**Listed records:**
§

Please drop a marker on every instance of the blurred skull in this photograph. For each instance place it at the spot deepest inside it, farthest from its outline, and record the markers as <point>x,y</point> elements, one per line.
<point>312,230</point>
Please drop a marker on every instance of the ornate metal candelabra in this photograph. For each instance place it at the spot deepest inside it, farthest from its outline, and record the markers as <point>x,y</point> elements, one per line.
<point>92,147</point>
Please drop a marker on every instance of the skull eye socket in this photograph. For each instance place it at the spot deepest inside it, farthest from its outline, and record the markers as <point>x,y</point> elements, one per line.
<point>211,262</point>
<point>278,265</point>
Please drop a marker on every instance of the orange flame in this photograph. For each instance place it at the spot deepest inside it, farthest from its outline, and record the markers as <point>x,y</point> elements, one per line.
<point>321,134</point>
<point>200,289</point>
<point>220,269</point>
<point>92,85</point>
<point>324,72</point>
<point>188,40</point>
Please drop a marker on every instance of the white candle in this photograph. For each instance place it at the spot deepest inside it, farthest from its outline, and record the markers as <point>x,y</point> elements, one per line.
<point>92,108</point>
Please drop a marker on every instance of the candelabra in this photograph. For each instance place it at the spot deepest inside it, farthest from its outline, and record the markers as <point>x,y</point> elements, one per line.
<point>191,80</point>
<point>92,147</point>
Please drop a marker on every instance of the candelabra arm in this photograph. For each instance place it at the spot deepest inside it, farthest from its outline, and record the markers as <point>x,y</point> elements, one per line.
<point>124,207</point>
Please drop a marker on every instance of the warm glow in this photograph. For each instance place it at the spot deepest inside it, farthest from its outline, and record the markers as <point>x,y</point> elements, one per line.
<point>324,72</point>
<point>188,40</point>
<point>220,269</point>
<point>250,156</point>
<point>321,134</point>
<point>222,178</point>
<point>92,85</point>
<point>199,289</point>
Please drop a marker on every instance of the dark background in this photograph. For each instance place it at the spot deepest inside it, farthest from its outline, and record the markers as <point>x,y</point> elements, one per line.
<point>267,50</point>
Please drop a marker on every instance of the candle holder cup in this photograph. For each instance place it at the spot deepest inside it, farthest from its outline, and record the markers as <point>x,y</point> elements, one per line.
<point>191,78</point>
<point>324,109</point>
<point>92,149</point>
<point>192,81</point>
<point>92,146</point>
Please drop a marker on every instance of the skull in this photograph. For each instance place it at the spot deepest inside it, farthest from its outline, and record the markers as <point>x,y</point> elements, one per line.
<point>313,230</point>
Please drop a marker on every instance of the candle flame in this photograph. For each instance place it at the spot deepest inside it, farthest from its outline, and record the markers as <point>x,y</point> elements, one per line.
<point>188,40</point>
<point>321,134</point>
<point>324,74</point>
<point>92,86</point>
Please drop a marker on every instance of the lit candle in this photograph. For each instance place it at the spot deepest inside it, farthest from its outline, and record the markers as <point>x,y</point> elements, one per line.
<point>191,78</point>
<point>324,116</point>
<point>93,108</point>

§

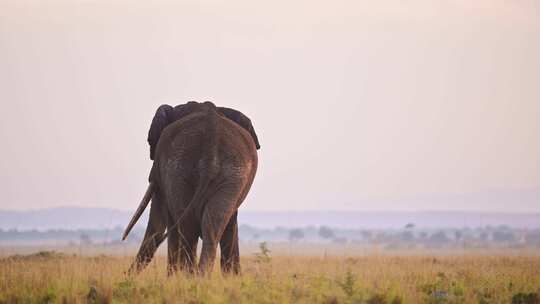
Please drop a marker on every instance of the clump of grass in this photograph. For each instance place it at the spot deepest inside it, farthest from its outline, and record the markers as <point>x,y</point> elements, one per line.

§

**Required work:** Update the listing from the line containing "Please drop a marker on every instance of the candelabra in" through the line containing "<point>124,207</point>", inclusive, so that "candelabra" becomes "candlestick" and nothing else changes. Return only those lines.

**Exercise result:**
Please drop a marker on every instance of the candlestick in this photograph. For each instance place it at the spot deepest inside it, farthest from its outline, and record the markers as <point>x,y</point> elements, one per line.
<point>191,80</point>
<point>92,147</point>
Please drop a marker on every instance of the candlestick arm in this photograph. For each instance place it at the spot deepest inside it, farthest from its outline, and record the markers as <point>x,y</point> elements, one per line.
<point>124,207</point>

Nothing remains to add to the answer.